» **PROBLEM**
Reproduce the lines below from the one that contains "Would you mind annotating the driver" through the end, inclusive, and add nothing.

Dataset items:
════════
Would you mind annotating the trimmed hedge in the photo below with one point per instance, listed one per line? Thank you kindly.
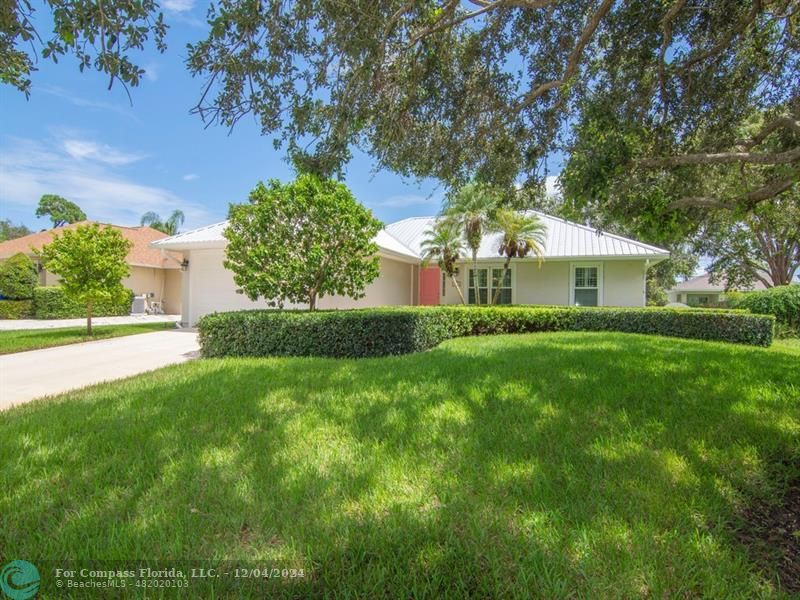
(783, 302)
(50, 302)
(385, 331)
(16, 309)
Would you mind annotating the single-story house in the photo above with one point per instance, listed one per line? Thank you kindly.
(699, 291)
(582, 266)
(154, 272)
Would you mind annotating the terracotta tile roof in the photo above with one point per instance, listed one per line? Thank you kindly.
(141, 254)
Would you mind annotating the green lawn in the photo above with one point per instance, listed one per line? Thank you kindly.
(590, 465)
(33, 339)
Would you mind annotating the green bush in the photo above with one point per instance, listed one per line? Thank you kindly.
(783, 302)
(16, 309)
(384, 331)
(51, 303)
(18, 277)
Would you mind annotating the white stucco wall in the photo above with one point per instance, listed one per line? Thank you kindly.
(622, 282)
(394, 287)
(164, 283)
(211, 287)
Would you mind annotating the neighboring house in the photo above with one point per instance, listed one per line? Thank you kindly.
(154, 272)
(699, 291)
(582, 266)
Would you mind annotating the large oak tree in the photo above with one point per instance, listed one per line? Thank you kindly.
(454, 89)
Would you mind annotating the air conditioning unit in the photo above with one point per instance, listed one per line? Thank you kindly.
(139, 305)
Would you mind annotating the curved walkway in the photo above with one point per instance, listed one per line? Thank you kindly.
(25, 376)
(13, 325)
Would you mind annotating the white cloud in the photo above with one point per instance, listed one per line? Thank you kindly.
(32, 168)
(81, 149)
(179, 5)
(407, 200)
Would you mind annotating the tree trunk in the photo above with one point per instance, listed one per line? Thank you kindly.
(454, 279)
(496, 294)
(89, 308)
(475, 277)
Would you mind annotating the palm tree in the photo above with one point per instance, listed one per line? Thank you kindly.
(472, 210)
(443, 244)
(170, 226)
(521, 235)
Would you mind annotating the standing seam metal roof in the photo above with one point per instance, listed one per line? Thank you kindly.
(564, 240)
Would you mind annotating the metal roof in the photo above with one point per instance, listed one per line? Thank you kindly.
(404, 238)
(211, 236)
(564, 240)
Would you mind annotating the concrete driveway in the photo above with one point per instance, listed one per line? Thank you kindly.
(15, 324)
(28, 375)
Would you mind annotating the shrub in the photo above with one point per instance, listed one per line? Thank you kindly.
(18, 277)
(783, 302)
(51, 303)
(16, 309)
(384, 331)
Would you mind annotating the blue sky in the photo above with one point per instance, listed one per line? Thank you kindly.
(76, 139)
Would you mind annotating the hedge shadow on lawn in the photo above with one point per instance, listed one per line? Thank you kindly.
(543, 473)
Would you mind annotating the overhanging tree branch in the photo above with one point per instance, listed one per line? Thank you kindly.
(726, 39)
(666, 40)
(574, 57)
(775, 124)
(720, 158)
(749, 199)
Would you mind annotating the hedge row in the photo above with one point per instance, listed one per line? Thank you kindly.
(16, 309)
(783, 302)
(385, 331)
(51, 303)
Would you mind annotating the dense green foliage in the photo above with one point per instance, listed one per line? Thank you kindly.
(386, 331)
(51, 302)
(554, 465)
(91, 262)
(783, 302)
(16, 309)
(300, 241)
(454, 90)
(763, 245)
(22, 340)
(98, 35)
(18, 277)
(60, 210)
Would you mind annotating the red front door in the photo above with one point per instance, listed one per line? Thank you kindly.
(429, 282)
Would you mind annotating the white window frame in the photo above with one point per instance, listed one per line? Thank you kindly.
(600, 290)
(490, 290)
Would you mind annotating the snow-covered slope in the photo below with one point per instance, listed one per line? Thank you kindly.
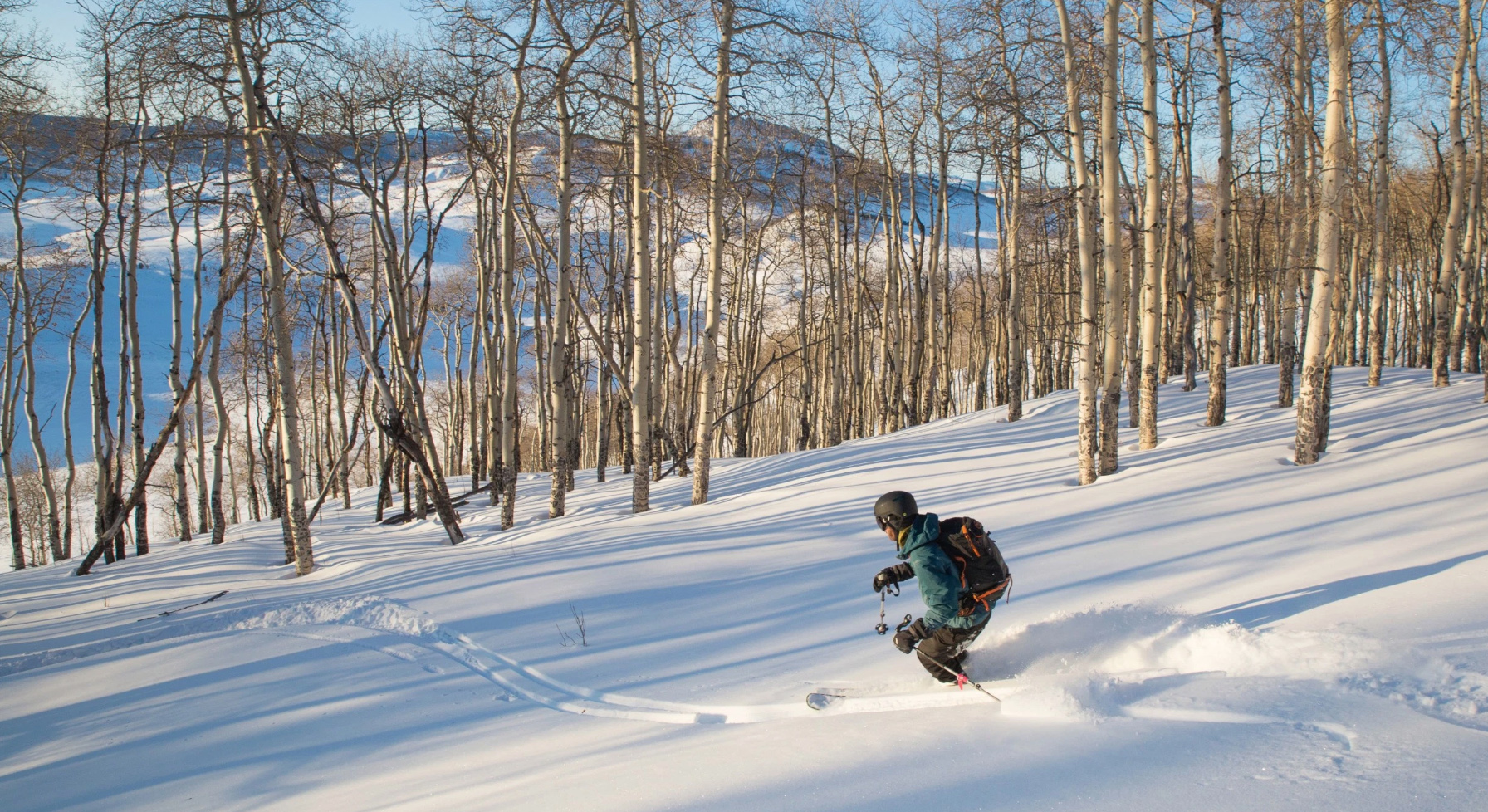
(1211, 628)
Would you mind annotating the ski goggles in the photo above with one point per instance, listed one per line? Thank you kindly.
(892, 521)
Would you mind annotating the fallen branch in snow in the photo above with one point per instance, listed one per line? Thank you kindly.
(186, 607)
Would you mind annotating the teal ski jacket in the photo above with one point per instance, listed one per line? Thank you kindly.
(937, 575)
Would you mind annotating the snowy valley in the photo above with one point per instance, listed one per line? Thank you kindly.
(1210, 628)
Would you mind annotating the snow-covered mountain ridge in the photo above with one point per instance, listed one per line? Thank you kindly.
(1210, 628)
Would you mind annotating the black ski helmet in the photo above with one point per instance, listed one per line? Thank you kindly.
(894, 509)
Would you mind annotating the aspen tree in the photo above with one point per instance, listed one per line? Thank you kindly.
(1223, 278)
(1445, 285)
(267, 208)
(717, 179)
(1381, 222)
(642, 335)
(1088, 372)
(1313, 405)
(1112, 253)
(1152, 271)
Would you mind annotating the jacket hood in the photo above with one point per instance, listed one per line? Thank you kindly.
(924, 530)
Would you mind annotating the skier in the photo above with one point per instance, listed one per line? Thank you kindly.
(952, 616)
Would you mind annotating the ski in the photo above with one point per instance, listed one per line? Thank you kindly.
(844, 702)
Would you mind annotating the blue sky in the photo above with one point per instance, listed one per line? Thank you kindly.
(60, 21)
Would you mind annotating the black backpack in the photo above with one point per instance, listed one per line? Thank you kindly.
(984, 571)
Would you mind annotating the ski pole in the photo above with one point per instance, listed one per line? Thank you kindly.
(883, 595)
(960, 678)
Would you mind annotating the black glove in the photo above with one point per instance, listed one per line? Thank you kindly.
(892, 575)
(907, 638)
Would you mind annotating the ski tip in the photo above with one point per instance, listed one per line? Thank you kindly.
(822, 701)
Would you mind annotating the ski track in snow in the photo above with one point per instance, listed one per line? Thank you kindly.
(1091, 686)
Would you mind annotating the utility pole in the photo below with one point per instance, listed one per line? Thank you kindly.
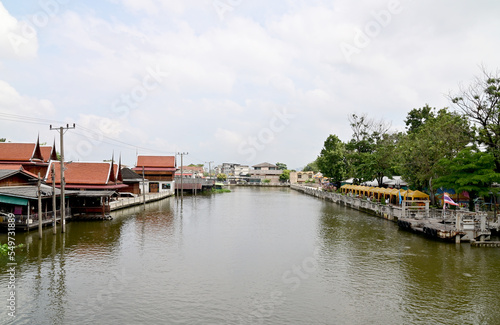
(54, 203)
(61, 131)
(143, 188)
(40, 212)
(182, 173)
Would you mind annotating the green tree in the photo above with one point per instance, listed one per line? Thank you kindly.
(281, 166)
(331, 161)
(311, 167)
(472, 171)
(221, 177)
(285, 175)
(418, 116)
(442, 136)
(480, 103)
(360, 149)
(382, 161)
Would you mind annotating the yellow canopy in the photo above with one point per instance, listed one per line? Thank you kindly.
(418, 195)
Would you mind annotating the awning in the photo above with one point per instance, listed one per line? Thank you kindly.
(13, 200)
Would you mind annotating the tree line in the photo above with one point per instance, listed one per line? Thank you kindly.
(452, 148)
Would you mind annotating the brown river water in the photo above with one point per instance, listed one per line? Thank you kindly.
(252, 256)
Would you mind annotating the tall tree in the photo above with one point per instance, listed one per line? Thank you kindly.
(480, 102)
(419, 152)
(418, 116)
(311, 167)
(367, 132)
(281, 166)
(383, 159)
(472, 171)
(331, 161)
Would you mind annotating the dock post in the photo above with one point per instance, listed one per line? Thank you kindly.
(40, 212)
(143, 188)
(54, 203)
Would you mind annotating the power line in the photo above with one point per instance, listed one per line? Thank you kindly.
(41, 121)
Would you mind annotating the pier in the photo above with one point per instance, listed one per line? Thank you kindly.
(418, 218)
(123, 203)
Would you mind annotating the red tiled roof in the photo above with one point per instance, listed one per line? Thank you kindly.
(82, 173)
(194, 168)
(156, 161)
(11, 166)
(16, 151)
(46, 152)
(149, 169)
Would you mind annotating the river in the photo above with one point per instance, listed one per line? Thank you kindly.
(252, 256)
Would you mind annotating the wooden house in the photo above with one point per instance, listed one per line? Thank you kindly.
(132, 180)
(96, 183)
(33, 157)
(159, 173)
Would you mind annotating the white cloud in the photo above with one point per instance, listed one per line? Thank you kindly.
(18, 39)
(220, 81)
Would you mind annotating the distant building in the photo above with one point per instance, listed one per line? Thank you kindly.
(132, 180)
(33, 157)
(15, 175)
(190, 171)
(159, 173)
(301, 177)
(265, 171)
(84, 176)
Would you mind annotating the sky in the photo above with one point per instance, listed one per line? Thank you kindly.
(230, 80)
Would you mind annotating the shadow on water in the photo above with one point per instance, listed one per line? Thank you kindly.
(418, 280)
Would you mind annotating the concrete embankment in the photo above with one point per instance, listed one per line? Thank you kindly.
(132, 201)
(374, 208)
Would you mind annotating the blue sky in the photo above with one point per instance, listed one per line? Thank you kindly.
(230, 80)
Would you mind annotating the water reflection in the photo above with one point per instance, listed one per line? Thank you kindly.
(270, 256)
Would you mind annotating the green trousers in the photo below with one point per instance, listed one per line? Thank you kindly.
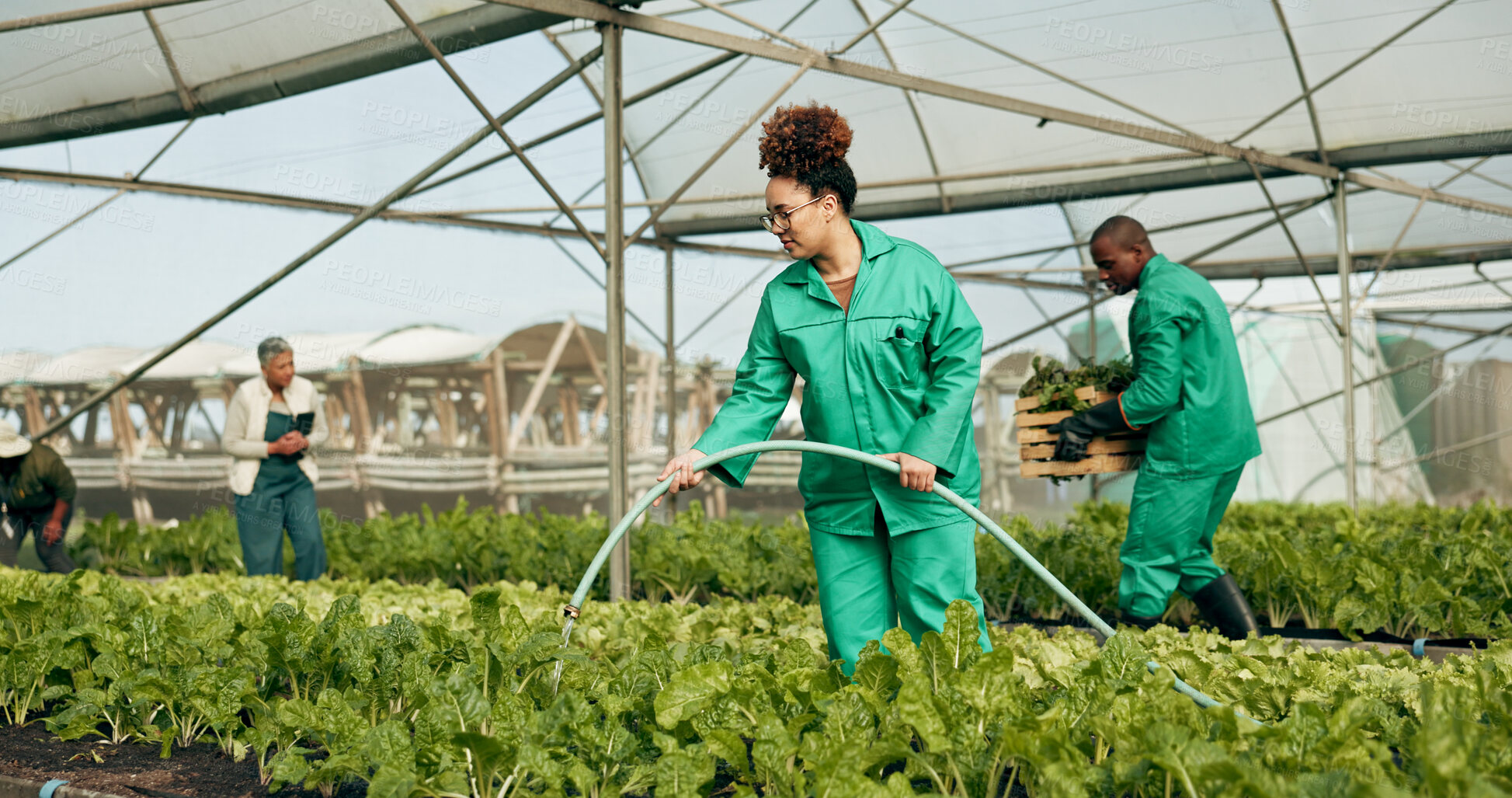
(1170, 544)
(870, 585)
(260, 521)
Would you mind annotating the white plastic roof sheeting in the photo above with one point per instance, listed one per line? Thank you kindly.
(109, 73)
(1210, 67)
(419, 346)
(315, 354)
(84, 367)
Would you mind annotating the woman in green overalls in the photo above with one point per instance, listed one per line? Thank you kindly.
(273, 472)
(889, 354)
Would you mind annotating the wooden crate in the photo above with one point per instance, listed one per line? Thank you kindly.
(1098, 464)
(1109, 455)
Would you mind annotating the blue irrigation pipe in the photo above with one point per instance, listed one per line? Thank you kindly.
(581, 594)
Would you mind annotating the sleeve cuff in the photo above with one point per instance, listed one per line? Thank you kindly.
(1125, 415)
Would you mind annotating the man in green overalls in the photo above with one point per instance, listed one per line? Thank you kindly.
(1190, 396)
(889, 354)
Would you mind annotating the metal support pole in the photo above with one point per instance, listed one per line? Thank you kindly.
(614, 291)
(1092, 354)
(672, 376)
(1346, 343)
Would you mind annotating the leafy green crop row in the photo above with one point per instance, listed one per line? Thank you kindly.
(1408, 570)
(424, 691)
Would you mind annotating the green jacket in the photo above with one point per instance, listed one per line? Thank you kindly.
(1190, 385)
(41, 480)
(897, 375)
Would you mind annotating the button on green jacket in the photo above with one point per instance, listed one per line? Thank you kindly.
(1190, 388)
(897, 375)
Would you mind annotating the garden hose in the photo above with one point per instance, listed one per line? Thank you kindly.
(581, 594)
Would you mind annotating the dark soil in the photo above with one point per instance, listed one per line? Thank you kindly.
(135, 769)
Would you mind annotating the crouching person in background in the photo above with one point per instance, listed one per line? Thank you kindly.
(36, 497)
(274, 472)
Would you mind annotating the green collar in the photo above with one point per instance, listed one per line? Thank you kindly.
(873, 244)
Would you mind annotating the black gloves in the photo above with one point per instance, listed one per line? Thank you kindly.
(1080, 429)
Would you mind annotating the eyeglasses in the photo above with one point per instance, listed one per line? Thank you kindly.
(779, 220)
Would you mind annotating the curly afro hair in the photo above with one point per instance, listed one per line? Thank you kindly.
(808, 145)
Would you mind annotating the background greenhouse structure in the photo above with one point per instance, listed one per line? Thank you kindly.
(179, 179)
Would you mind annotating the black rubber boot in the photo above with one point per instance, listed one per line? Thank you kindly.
(1224, 605)
(1139, 620)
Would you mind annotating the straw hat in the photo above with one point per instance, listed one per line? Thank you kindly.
(11, 441)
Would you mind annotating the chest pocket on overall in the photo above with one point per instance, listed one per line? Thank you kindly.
(899, 354)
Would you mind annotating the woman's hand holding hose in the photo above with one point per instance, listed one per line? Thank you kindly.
(683, 467)
(913, 472)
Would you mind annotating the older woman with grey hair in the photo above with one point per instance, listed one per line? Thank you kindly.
(273, 472)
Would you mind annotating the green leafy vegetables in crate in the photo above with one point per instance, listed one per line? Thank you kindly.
(1053, 378)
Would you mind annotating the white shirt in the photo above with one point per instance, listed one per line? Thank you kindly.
(247, 423)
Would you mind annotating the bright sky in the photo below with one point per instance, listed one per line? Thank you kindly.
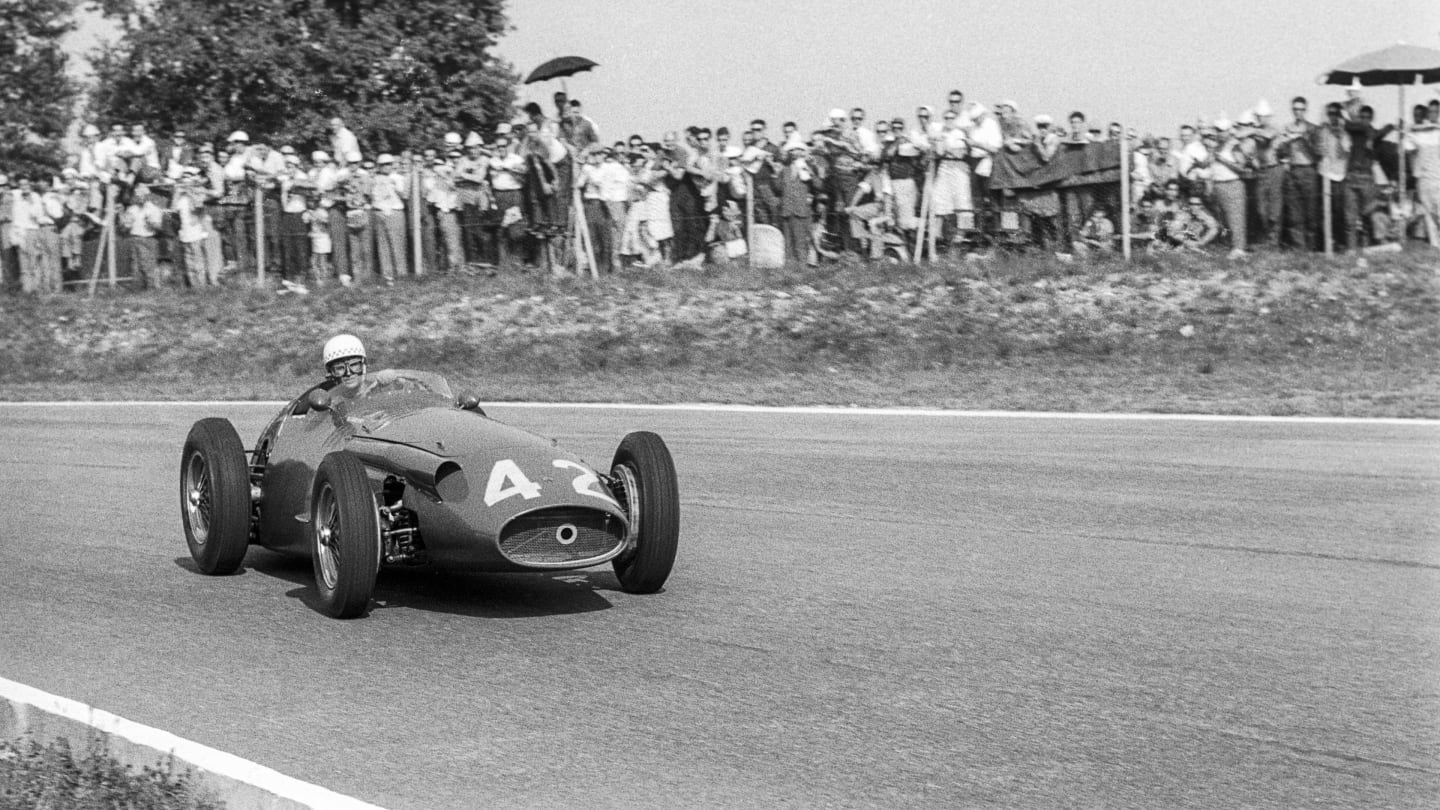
(668, 64)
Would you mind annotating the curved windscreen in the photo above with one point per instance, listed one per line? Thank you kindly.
(395, 391)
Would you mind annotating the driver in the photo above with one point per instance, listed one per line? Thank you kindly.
(344, 368)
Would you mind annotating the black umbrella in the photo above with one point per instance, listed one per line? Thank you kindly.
(1394, 65)
(560, 67)
(1397, 65)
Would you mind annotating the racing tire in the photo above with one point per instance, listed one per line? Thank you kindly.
(644, 464)
(344, 535)
(215, 496)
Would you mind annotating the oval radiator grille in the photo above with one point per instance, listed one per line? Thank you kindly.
(559, 536)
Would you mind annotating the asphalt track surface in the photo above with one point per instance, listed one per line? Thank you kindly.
(867, 611)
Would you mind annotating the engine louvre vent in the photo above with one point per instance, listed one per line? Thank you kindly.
(562, 536)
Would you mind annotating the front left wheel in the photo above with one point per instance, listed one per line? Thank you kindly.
(647, 487)
(215, 496)
(344, 535)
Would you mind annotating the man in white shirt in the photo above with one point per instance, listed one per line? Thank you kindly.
(140, 224)
(388, 192)
(107, 153)
(507, 172)
(1230, 190)
(442, 196)
(143, 149)
(866, 136)
(25, 232)
(342, 141)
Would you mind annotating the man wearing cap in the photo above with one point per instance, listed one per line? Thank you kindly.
(507, 175)
(954, 190)
(262, 169)
(903, 162)
(1043, 205)
(442, 196)
(1015, 133)
(144, 152)
(176, 153)
(140, 222)
(234, 216)
(327, 180)
(1296, 147)
(359, 218)
(202, 265)
(9, 261)
(1424, 144)
(1226, 173)
(1360, 170)
(90, 139)
(1269, 175)
(108, 160)
(471, 180)
(295, 189)
(846, 157)
(795, 183)
(388, 201)
(343, 143)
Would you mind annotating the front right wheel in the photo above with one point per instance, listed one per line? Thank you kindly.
(215, 496)
(647, 487)
(344, 535)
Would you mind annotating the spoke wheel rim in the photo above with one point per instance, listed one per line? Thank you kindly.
(630, 499)
(327, 531)
(198, 497)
════════
» **OUTPUT**
Would you mind annotating the driver in the photo above with one point per instance, listed one per line? Thank you kindly.
(344, 368)
Would you mind annotating the black umbrella in the photo above with one point per instance, listed one per line? Thank you kindly.
(1394, 65)
(560, 67)
(1397, 65)
Would you mind annotating the racing tire in the photo above with one point per instance, listed one per line? Thank you kindly.
(644, 464)
(344, 535)
(215, 496)
Would you mind annotating the oval radiator grille in the photo above with one point per instance, listed one per line? Thank you kindly.
(559, 536)
Would you mind annotating the asphalt track surface in the photo above with one point per instance, listed one per line? Thank you kindly.
(867, 611)
Would you mind annotating the engine louvre vent in the photo above with one point per instance, listed one per line? Thank you kindly.
(562, 536)
Would you mind annotating the front left wheel in the photo above with one point per instance, listed one per line? Thank you kindly.
(647, 487)
(215, 496)
(344, 535)
Would you mind annotating the man in white shirt in the photo above with one point per instance, listed one per line? Thank you kindly.
(140, 224)
(388, 192)
(107, 153)
(507, 172)
(1230, 190)
(442, 196)
(143, 149)
(866, 136)
(25, 232)
(342, 141)
Would you mind annotating the man wearing cap in the photo above with one point per instance, listed one per line? Thank you kindly.
(507, 175)
(954, 190)
(262, 169)
(903, 162)
(1043, 205)
(442, 196)
(1015, 133)
(144, 152)
(176, 153)
(140, 222)
(234, 216)
(327, 180)
(1296, 147)
(359, 218)
(202, 265)
(9, 261)
(1424, 144)
(1226, 173)
(1360, 170)
(90, 139)
(1269, 175)
(108, 160)
(471, 180)
(295, 189)
(846, 157)
(795, 183)
(388, 201)
(343, 143)
Would you mind annotating the front right wheel in the photo above with one point per instance, listed one per line? Thank you kindly.
(215, 496)
(647, 487)
(344, 535)
Would you mind annotating the spoke wheel rim in the photo above with one point per instance, listed one per line? Thank you kindly.
(630, 499)
(327, 531)
(198, 497)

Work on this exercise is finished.